[Records of object locations in a dataset]
▬▬▬▬▬▬▬▬▬▬
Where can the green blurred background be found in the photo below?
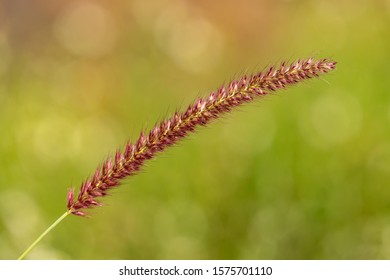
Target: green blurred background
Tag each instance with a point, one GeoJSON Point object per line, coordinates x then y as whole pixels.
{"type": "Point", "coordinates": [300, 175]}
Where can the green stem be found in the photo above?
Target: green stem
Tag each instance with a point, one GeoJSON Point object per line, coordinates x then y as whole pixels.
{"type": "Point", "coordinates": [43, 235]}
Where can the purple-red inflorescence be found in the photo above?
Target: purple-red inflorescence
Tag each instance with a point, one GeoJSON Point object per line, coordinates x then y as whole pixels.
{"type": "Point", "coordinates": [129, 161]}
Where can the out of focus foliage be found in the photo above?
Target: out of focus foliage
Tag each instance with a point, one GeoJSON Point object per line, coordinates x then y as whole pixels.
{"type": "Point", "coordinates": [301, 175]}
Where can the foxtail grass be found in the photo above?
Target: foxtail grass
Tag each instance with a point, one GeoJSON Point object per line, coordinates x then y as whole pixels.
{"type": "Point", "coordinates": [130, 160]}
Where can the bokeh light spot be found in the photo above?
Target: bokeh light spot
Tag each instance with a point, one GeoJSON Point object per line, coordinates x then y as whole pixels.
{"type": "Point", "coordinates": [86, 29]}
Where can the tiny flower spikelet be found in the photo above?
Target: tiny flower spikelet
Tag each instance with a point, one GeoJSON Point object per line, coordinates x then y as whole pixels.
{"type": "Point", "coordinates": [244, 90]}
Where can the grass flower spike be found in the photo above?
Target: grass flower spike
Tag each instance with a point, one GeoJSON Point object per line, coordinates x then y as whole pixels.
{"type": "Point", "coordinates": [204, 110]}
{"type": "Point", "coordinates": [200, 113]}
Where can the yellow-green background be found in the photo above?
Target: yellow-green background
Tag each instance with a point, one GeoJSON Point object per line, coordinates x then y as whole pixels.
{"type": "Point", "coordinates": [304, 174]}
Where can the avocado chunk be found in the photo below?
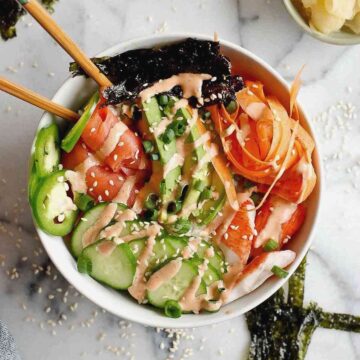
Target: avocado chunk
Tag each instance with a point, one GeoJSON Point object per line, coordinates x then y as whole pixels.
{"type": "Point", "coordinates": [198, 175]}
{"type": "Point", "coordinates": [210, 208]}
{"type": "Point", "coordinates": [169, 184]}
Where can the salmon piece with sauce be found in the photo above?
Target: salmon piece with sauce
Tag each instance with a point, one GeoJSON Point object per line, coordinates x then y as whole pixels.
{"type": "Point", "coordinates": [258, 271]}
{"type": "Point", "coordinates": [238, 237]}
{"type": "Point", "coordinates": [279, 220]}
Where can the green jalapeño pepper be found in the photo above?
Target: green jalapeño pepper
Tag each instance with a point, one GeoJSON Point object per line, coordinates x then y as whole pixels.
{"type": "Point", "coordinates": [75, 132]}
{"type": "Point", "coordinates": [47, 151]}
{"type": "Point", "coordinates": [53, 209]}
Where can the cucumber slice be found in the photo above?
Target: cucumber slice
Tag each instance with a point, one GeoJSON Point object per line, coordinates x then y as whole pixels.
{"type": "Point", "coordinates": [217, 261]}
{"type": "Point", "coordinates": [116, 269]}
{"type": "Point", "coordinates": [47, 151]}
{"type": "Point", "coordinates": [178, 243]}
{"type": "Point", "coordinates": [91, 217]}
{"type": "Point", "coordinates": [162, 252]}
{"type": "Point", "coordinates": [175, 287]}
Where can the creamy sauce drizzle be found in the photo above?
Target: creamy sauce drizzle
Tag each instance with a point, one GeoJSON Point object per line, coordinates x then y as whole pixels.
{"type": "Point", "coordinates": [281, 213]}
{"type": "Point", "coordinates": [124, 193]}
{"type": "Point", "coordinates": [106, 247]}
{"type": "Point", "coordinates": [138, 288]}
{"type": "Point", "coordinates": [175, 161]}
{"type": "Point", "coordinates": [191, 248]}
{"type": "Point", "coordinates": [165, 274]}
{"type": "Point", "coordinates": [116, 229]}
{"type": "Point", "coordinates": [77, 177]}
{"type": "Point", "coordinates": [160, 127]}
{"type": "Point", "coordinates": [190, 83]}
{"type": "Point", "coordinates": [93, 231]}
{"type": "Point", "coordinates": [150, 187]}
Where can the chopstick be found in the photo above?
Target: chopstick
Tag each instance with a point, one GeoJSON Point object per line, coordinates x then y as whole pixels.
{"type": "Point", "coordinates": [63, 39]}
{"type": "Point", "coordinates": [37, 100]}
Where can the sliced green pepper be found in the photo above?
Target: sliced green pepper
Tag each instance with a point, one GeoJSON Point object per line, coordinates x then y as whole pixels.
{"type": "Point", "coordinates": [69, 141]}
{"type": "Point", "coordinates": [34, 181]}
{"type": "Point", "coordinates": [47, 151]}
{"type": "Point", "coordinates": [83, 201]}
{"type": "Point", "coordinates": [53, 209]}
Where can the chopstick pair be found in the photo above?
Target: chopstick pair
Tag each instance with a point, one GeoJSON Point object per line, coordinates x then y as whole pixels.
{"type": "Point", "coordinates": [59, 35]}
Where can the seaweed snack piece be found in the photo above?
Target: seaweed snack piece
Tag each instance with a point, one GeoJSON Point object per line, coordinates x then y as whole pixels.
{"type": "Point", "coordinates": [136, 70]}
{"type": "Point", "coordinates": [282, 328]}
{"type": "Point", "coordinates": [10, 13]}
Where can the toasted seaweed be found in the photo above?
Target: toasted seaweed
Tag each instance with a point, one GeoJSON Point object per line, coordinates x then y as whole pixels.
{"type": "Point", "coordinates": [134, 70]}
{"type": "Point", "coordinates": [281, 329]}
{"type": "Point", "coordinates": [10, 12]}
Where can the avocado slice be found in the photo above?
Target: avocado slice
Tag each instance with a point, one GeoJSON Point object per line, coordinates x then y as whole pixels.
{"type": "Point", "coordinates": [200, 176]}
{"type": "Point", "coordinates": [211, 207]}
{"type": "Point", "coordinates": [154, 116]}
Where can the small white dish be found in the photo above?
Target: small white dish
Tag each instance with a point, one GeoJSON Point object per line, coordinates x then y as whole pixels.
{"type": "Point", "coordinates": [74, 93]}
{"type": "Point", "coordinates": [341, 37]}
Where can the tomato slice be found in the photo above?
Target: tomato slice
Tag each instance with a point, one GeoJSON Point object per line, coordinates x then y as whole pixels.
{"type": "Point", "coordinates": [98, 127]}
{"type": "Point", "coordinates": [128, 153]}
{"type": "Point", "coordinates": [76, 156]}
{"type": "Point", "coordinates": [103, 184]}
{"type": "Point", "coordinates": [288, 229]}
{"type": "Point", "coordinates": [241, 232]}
▬▬▬▬▬▬▬▬▬▬
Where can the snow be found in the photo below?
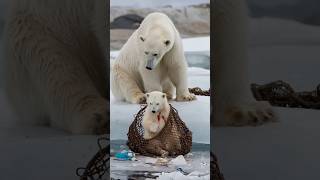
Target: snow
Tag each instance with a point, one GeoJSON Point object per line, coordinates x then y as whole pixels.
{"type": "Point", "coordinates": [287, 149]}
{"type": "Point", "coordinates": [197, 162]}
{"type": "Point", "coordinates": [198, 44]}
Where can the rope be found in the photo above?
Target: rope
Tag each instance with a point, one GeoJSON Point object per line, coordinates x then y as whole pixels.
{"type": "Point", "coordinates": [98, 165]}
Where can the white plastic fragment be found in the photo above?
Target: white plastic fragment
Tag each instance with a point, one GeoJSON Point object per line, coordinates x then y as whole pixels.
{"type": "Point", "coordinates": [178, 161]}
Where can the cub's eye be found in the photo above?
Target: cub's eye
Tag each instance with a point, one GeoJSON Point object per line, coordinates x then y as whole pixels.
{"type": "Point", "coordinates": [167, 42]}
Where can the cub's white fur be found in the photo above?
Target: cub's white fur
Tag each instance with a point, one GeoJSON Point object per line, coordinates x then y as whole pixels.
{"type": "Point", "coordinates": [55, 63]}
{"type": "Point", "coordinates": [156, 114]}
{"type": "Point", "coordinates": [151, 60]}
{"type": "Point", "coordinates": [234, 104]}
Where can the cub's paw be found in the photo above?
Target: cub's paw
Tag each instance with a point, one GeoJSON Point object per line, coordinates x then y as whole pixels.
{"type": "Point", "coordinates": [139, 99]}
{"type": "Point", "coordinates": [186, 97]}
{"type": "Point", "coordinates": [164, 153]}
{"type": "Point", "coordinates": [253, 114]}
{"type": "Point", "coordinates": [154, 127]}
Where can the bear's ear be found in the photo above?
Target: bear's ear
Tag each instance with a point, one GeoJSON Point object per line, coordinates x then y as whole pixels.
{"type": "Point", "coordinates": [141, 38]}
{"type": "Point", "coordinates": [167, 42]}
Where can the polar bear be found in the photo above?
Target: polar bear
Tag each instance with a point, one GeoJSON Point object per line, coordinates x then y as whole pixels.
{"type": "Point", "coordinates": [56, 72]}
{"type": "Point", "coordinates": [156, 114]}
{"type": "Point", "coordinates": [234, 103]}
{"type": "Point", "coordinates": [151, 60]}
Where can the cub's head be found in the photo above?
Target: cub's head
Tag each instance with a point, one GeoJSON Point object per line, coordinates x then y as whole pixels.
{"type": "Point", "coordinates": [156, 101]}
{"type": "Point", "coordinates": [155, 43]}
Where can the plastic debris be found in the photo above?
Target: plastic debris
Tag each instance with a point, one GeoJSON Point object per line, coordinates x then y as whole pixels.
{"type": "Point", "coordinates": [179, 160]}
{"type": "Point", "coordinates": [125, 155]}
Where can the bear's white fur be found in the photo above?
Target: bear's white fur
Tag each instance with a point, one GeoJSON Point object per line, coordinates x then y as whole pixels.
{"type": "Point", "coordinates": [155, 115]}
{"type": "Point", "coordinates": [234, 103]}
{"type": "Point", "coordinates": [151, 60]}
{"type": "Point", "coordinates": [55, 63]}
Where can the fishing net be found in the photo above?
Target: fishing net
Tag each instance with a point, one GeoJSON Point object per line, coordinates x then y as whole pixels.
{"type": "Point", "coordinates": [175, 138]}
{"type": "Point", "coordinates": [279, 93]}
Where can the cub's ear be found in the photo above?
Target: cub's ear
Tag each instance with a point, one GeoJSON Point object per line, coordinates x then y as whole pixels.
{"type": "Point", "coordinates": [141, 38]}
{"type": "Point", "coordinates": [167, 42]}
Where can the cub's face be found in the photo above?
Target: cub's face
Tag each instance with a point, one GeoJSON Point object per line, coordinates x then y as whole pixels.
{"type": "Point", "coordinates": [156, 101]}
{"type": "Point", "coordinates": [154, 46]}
▬▬▬▬▬▬▬▬▬▬
Problem to solve »
Pull out every line of the records above that contains the word "seaweed", and treat uppercase and lowercase letters as different.

The output »
Where can the seaweed snack piece be found in the photo above?
Target: seaweed snack piece
Where can the toasted seaweed be found in the photo above?
Target: toasted seaweed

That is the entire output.